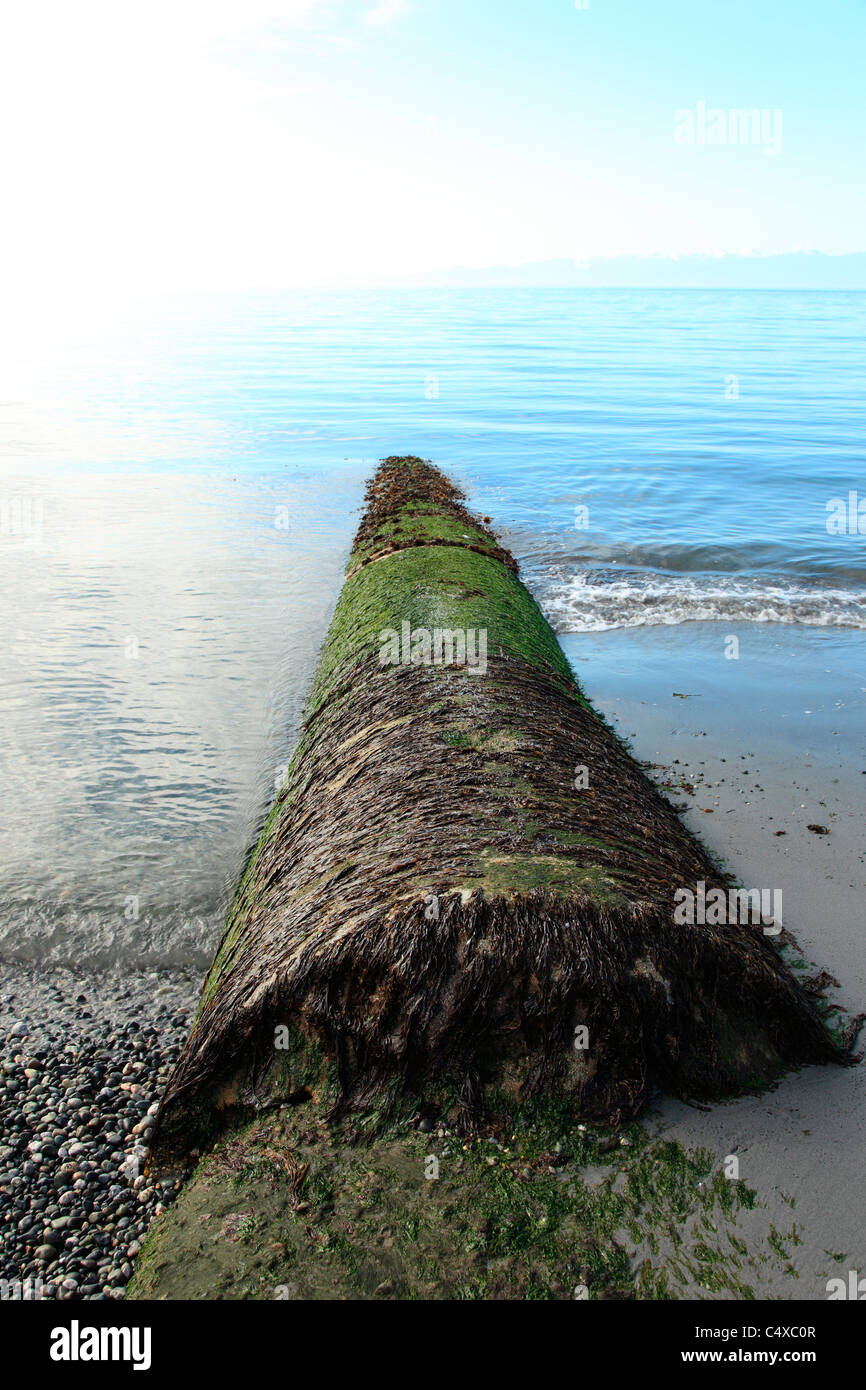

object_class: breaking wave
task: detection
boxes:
[541,570,866,632]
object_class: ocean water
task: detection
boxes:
[0,291,866,966]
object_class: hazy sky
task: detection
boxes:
[0,0,866,304]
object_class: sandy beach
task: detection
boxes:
[564,624,866,1300]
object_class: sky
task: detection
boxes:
[0,0,866,309]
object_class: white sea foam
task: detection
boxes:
[541,570,866,632]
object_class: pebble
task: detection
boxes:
[0,966,199,1300]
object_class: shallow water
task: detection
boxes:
[0,291,866,965]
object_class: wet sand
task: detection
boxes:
[563,624,866,1300]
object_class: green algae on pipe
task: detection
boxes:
[150,457,849,1170]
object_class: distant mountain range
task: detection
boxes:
[398,252,866,289]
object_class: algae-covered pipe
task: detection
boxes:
[152,457,848,1170]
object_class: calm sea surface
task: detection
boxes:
[0,291,866,966]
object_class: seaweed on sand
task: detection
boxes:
[145,457,851,1169]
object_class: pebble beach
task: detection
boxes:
[0,969,197,1300]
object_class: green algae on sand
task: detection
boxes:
[128,457,859,1298]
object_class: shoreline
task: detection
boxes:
[564,624,866,1300]
[0,624,866,1300]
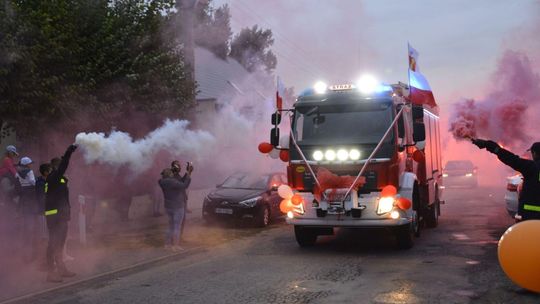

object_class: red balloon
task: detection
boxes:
[279,150,289,162]
[259,142,274,154]
[381,185,397,197]
[397,197,412,210]
[279,200,293,214]
[291,194,304,206]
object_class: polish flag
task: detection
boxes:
[276,76,285,110]
[408,44,437,107]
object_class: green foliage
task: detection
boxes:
[230,25,277,72]
[194,1,232,59]
[0,0,195,138]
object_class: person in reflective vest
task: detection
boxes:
[472,139,540,220]
[45,145,77,282]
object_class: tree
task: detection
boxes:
[194,1,232,59]
[230,25,277,72]
[0,0,195,135]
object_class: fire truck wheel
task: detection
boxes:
[255,206,270,228]
[294,226,317,247]
[396,224,415,249]
[426,200,440,228]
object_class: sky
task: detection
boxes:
[214,0,540,105]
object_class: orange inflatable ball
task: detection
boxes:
[381,185,397,197]
[259,142,274,154]
[397,197,412,210]
[279,199,292,214]
[279,150,289,162]
[497,220,540,293]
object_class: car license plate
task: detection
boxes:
[216,208,232,214]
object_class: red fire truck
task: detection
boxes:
[271,79,443,248]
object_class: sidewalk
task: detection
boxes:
[0,190,215,303]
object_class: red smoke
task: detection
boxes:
[450,51,540,147]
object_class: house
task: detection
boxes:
[194,48,273,124]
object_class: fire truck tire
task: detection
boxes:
[396,224,414,249]
[294,226,317,247]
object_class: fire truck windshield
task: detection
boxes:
[293,104,392,145]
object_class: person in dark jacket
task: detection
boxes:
[45,145,77,282]
[158,169,191,251]
[472,139,540,220]
[17,157,40,262]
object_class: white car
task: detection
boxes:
[504,173,523,216]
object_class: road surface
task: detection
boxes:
[19,188,540,304]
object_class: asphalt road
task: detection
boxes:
[20,188,540,304]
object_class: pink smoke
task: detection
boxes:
[450,51,540,147]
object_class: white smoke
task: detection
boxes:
[75,119,215,174]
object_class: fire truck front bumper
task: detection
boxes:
[287,216,412,228]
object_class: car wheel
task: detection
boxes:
[255,206,270,228]
[396,223,415,249]
[294,226,317,247]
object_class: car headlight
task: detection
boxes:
[377,197,395,214]
[239,196,262,208]
[203,196,210,207]
[349,149,360,160]
[313,150,324,161]
[337,149,349,161]
[324,150,336,161]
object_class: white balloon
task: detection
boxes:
[279,134,291,149]
[278,185,294,199]
[268,149,279,159]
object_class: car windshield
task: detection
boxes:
[445,161,474,170]
[220,173,269,190]
[294,103,392,145]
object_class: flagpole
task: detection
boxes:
[407,41,411,98]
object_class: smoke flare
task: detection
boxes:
[75,120,215,173]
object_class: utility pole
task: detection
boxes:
[176,0,199,103]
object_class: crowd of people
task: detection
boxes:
[0,145,193,282]
[0,145,77,282]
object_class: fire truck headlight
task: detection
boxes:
[357,75,379,94]
[324,150,336,161]
[377,196,394,214]
[313,81,328,94]
[313,150,324,161]
[337,149,349,161]
[349,149,360,160]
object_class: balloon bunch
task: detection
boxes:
[497,220,540,293]
[278,185,304,214]
[259,136,289,162]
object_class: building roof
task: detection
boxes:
[195,47,250,102]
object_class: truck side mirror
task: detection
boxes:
[272,112,281,126]
[270,128,279,147]
[398,111,405,138]
[413,122,426,142]
[412,105,424,121]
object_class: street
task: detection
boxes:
[13,188,540,303]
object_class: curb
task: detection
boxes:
[0,246,206,304]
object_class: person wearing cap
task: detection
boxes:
[158,168,191,251]
[17,156,39,262]
[0,145,19,205]
[472,139,540,220]
[45,145,77,282]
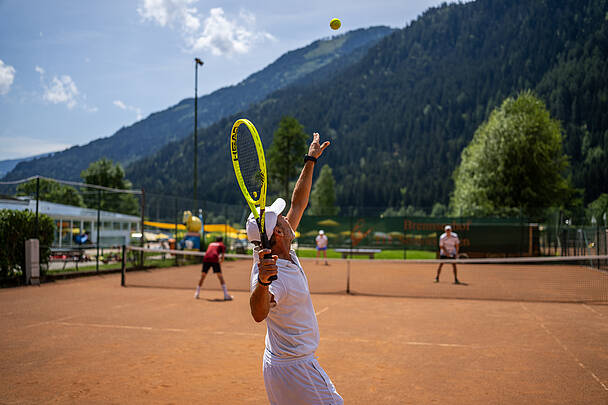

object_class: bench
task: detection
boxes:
[49,248,89,270]
[335,249,382,259]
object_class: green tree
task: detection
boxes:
[308,164,340,215]
[268,117,308,200]
[431,203,448,217]
[450,91,575,215]
[80,158,139,215]
[17,179,84,207]
[587,193,608,225]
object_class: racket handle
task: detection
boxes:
[264,253,278,282]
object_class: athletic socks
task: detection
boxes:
[222,284,232,301]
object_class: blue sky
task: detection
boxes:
[0,0,441,160]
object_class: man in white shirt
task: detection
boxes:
[315,229,329,266]
[247,133,344,405]
[435,225,460,284]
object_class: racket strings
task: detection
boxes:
[237,124,264,200]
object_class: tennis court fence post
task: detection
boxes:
[120,245,127,287]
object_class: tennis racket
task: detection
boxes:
[230,118,277,281]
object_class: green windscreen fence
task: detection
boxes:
[298,216,541,257]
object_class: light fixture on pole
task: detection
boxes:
[192,58,203,204]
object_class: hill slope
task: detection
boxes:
[5,27,394,180]
[127,0,608,209]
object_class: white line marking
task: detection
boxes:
[53,322,186,332]
[24,315,78,328]
[321,337,481,349]
[315,307,329,316]
[519,302,608,391]
[583,304,604,316]
[211,330,264,337]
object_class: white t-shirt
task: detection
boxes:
[251,250,319,359]
[439,232,460,257]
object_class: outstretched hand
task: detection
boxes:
[308,132,329,159]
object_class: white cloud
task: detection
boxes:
[188,7,274,55]
[114,100,127,110]
[137,0,275,55]
[112,100,144,121]
[0,135,72,159]
[44,75,78,109]
[137,0,200,31]
[34,66,98,112]
[0,59,15,95]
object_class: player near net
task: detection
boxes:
[435,225,460,284]
[194,236,232,301]
[246,133,343,405]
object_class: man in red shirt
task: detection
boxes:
[194,236,232,301]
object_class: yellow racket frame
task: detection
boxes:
[230,118,267,232]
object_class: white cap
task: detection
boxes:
[245,198,286,242]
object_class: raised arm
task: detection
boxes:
[286,132,329,231]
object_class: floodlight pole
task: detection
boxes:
[192,58,203,208]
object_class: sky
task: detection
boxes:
[0,0,442,160]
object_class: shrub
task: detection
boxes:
[0,210,54,285]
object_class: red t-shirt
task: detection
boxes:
[203,242,226,263]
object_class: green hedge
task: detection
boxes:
[0,210,54,286]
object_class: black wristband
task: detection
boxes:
[258,275,272,286]
[304,155,317,163]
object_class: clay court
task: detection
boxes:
[0,260,608,404]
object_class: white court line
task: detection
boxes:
[519,302,608,391]
[53,322,186,332]
[24,315,80,328]
[315,307,329,316]
[321,337,481,349]
[211,330,264,337]
[583,304,604,316]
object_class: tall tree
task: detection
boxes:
[80,158,139,215]
[308,165,339,215]
[268,116,308,199]
[17,179,84,207]
[451,91,574,215]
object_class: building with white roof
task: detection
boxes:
[0,196,141,248]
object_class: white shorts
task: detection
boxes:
[262,352,344,405]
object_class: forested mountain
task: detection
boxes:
[0,153,49,178]
[127,0,608,207]
[5,27,394,180]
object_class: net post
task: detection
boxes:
[120,245,127,287]
[346,259,350,294]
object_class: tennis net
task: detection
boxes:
[123,247,608,304]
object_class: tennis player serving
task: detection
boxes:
[247,133,344,405]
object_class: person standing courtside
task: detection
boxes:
[315,229,329,266]
[435,225,460,284]
[246,133,344,405]
[194,236,232,301]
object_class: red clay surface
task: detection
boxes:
[0,262,608,404]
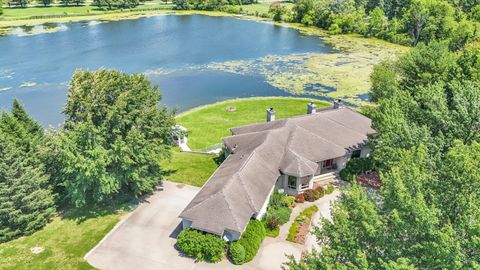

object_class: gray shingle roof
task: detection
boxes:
[180,108,375,235]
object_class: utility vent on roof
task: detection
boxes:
[267,108,275,122]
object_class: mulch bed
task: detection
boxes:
[357,172,382,189]
[294,218,311,245]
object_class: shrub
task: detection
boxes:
[268,190,289,208]
[340,158,375,182]
[294,194,305,203]
[287,205,318,242]
[238,220,266,263]
[268,207,292,224]
[283,196,295,207]
[228,242,245,264]
[176,229,226,262]
[265,214,280,230]
[314,187,325,200]
[325,185,335,194]
[303,189,315,202]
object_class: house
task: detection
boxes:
[180,101,375,241]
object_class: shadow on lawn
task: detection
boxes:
[59,196,140,223]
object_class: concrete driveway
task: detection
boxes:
[85,181,200,270]
[85,181,339,270]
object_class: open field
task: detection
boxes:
[177,97,329,150]
[0,203,131,270]
[162,149,218,187]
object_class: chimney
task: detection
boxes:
[267,108,275,122]
[333,99,343,109]
[307,102,317,114]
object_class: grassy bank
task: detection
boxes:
[177,97,329,150]
[0,204,130,270]
[162,149,218,187]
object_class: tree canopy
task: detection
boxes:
[47,70,174,206]
[289,42,480,269]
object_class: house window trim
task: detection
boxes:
[287,175,297,190]
[350,149,362,158]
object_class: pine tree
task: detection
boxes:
[0,101,55,242]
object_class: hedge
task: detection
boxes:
[340,157,375,182]
[228,242,245,264]
[287,205,318,242]
[176,229,227,262]
[229,220,266,264]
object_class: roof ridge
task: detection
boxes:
[230,105,338,133]
[297,126,345,153]
[220,189,241,230]
[325,108,374,136]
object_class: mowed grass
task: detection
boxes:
[162,150,218,187]
[0,204,133,270]
[236,2,294,15]
[3,2,174,20]
[177,97,330,150]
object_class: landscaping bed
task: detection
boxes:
[357,172,382,189]
[287,205,318,244]
[228,220,266,264]
[175,229,227,263]
[263,190,295,237]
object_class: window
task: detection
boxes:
[288,175,297,189]
[323,159,333,169]
[352,150,362,158]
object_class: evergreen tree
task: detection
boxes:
[0,101,55,242]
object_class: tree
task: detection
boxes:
[37,0,52,7]
[49,70,174,206]
[365,7,388,37]
[8,0,29,8]
[288,28,480,269]
[0,100,55,242]
[269,3,286,22]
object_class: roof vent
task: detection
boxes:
[307,102,317,114]
[333,99,343,109]
[267,108,275,122]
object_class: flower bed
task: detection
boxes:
[228,220,266,264]
[263,190,295,237]
[357,172,382,189]
[287,205,318,244]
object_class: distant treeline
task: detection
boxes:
[5,0,144,9]
[174,0,480,49]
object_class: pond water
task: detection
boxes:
[0,15,333,125]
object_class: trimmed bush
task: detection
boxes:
[176,229,227,262]
[294,193,305,203]
[325,185,335,194]
[287,205,318,242]
[303,189,315,202]
[283,196,295,207]
[314,187,325,200]
[340,158,375,182]
[228,242,245,264]
[230,220,266,264]
[265,214,280,230]
[267,207,292,225]
[268,190,289,208]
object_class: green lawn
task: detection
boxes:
[236,2,294,15]
[0,202,133,270]
[162,150,218,187]
[177,97,329,150]
[3,2,173,20]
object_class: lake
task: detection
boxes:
[0,15,333,125]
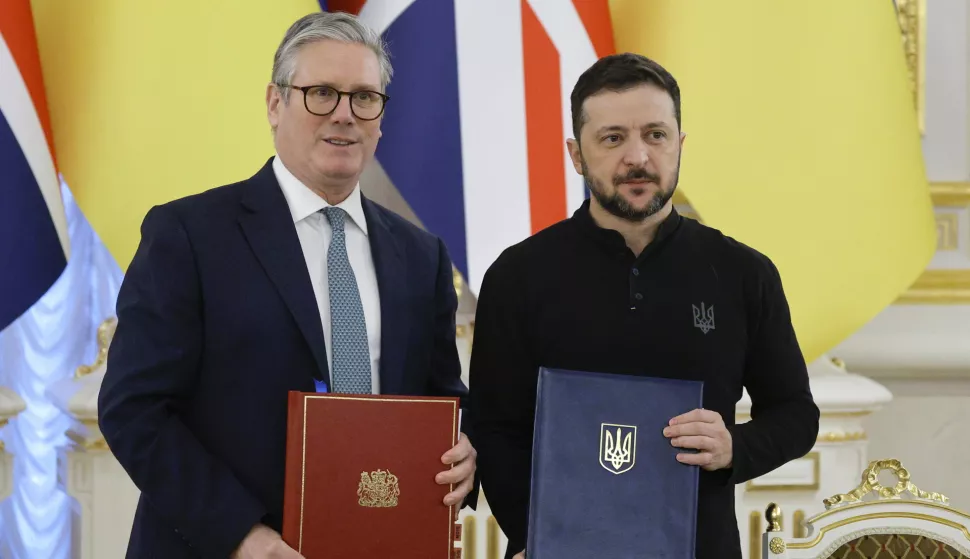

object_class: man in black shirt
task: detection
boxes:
[470,54,819,559]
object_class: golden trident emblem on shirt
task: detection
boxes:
[600,423,637,474]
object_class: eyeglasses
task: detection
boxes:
[276,84,390,120]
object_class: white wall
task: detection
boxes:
[831,0,970,510]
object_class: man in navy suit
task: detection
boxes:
[98,13,476,559]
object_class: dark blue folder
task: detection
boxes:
[526,368,703,559]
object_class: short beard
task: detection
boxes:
[581,157,680,223]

··········

◆ What this task involves:
Transcribe word for word the lines of the data above, from the line that contains "object_class: sandy beach" through the line that contains "[150,457,849,1170]", including both of those lines.

◆ Exercise answer:
object_class: sandy beach
task: detection
boxes:
[564,624,866,1300]
object_class: sky
task: detection
boxes:
[0,0,866,309]
object_class: white sea foam
task: detection
boxes:
[541,570,866,632]
object_class: pebble
task: detection
boxes:
[0,966,199,1300]
object_class: shallow water
task: detection
boxes:
[0,291,866,965]
object_class: wet sand
task: detection
boxes:
[563,624,866,1300]
object_class: green algae on pipe
task: detection
boxes:
[150,457,849,1170]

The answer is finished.